Data items →
--- Begin ---
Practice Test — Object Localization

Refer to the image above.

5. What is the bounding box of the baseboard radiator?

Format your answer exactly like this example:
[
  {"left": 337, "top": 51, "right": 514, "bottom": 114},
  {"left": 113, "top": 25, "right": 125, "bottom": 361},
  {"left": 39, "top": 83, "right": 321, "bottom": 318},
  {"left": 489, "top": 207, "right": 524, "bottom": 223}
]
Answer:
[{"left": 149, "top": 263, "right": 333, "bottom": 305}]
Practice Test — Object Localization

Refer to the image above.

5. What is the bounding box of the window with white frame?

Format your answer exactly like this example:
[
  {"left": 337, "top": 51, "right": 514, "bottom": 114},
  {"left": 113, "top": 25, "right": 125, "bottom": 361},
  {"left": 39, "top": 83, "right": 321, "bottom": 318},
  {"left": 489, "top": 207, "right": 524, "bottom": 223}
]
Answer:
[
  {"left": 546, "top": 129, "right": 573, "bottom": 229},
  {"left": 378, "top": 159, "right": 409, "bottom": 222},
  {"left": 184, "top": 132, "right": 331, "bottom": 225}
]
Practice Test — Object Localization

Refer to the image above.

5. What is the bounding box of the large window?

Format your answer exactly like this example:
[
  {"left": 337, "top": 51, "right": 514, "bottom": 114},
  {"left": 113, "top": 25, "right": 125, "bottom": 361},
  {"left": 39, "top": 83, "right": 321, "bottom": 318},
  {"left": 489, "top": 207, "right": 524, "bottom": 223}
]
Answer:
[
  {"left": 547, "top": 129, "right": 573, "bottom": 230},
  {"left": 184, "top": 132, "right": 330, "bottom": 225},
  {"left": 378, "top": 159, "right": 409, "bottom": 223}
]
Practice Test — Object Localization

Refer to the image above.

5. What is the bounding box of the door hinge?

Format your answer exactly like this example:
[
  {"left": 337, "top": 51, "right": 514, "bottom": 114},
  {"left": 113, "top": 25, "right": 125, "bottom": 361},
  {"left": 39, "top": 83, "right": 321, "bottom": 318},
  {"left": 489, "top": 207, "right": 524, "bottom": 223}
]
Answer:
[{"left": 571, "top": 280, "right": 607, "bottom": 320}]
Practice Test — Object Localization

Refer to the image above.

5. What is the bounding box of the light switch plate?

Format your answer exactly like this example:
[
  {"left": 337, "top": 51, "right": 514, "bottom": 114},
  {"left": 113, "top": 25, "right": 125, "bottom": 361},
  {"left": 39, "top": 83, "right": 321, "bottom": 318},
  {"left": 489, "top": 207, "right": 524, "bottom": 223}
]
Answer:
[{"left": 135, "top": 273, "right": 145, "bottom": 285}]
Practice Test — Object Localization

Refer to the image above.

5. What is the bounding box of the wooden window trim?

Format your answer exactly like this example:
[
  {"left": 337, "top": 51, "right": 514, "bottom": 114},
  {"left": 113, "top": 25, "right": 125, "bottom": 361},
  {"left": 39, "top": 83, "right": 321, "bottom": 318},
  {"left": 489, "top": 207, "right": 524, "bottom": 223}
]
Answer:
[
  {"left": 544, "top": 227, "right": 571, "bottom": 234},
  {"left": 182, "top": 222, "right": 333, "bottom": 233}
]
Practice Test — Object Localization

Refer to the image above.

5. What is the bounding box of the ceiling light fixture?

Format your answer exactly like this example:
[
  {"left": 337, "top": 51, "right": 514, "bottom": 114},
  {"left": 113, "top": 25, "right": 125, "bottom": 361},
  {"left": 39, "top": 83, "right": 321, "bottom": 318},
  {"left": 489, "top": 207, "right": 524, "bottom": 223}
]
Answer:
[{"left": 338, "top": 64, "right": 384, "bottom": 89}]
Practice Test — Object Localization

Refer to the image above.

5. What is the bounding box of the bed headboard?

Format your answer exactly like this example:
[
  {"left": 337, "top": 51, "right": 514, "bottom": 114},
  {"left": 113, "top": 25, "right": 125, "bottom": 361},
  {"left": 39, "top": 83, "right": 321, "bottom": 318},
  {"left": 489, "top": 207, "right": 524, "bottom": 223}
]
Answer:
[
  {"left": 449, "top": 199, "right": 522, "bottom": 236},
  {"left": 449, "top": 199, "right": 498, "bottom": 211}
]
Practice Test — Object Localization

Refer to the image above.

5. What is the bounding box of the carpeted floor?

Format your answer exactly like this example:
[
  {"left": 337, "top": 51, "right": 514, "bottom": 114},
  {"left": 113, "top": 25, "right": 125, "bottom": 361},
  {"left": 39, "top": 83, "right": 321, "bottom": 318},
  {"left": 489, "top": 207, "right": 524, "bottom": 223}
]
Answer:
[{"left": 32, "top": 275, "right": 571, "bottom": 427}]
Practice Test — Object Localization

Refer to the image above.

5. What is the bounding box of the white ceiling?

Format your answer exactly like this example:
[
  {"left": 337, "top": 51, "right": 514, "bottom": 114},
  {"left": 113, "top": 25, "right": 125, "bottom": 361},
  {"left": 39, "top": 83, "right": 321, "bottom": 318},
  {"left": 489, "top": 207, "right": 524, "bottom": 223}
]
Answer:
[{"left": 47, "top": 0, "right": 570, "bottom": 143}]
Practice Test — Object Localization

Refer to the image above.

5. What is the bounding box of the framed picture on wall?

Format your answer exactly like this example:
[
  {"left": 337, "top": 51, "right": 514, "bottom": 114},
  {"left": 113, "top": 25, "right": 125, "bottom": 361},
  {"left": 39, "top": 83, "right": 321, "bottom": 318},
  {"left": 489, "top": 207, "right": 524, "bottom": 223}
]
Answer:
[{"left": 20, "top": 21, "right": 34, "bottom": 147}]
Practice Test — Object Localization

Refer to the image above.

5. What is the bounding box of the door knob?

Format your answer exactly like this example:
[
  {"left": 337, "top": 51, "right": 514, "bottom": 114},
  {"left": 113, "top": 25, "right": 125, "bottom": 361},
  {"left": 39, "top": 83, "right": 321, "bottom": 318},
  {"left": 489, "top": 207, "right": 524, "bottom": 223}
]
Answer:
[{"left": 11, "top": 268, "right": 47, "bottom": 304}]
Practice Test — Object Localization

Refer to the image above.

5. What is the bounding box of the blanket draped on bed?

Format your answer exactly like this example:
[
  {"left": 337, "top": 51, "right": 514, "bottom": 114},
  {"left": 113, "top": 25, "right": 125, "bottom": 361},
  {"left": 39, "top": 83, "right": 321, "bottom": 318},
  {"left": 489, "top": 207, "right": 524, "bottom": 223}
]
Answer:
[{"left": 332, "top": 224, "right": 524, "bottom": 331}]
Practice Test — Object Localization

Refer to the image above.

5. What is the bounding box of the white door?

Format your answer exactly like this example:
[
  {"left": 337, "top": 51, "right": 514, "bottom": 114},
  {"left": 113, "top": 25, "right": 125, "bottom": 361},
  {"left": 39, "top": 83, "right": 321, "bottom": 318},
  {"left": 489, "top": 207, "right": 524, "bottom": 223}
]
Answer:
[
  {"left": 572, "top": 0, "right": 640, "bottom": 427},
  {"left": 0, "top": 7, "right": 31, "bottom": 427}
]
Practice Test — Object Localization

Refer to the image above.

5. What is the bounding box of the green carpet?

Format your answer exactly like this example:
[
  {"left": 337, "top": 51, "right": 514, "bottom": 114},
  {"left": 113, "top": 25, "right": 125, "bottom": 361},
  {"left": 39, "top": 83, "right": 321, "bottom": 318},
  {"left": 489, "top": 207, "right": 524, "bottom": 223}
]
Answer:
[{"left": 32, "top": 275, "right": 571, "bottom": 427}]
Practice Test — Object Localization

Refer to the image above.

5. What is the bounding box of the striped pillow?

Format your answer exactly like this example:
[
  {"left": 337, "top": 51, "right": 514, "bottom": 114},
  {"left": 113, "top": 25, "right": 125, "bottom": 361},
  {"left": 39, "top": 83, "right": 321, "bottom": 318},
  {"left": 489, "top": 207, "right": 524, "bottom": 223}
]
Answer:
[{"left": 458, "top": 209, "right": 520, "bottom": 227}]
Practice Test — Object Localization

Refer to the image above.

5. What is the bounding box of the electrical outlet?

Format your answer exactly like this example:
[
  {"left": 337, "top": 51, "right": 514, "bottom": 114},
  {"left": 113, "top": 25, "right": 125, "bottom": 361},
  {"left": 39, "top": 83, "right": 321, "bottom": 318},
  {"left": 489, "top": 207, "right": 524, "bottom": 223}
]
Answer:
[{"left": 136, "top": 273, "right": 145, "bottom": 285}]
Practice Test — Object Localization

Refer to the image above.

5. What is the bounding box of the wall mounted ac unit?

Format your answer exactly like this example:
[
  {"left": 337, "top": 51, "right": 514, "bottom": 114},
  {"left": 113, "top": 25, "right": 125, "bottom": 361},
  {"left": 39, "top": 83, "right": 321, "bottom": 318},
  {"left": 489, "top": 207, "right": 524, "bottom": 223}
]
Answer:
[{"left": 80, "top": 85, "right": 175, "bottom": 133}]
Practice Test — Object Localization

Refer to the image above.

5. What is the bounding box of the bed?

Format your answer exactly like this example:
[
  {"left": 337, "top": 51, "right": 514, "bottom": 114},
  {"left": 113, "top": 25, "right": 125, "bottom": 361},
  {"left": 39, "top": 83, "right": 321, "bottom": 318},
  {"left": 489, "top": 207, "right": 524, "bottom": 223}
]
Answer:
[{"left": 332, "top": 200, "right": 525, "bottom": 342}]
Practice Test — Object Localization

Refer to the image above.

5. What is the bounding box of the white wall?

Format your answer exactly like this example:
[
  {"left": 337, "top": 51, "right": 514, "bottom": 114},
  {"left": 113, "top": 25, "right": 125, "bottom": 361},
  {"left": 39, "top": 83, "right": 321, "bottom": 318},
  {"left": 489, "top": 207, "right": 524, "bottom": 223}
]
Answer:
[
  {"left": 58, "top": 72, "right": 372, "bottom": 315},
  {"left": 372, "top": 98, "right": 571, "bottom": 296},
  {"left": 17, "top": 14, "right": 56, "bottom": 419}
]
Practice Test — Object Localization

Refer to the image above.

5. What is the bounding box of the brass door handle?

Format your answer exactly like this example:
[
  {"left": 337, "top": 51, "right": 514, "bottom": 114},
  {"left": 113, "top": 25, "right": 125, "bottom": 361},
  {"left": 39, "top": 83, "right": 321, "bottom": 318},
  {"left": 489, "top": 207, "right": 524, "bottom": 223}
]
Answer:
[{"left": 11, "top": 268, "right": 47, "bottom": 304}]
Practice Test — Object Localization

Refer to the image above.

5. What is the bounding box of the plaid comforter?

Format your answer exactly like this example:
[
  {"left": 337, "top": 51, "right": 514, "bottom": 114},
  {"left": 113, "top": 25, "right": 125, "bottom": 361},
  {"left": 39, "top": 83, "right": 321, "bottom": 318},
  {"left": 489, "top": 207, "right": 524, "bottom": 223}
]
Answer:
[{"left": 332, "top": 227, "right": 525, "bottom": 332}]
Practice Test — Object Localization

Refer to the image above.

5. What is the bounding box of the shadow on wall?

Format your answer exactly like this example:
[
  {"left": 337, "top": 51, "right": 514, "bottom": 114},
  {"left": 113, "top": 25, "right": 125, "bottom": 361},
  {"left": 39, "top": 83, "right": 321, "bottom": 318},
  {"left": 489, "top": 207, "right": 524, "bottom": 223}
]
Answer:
--- End ---
Your instructions →
From the listing above, pull out every line that contains the word "light".

Full answer →
5. What is the bounding box of the light switch plate?
5. What is the bounding box of the ceiling light fixture?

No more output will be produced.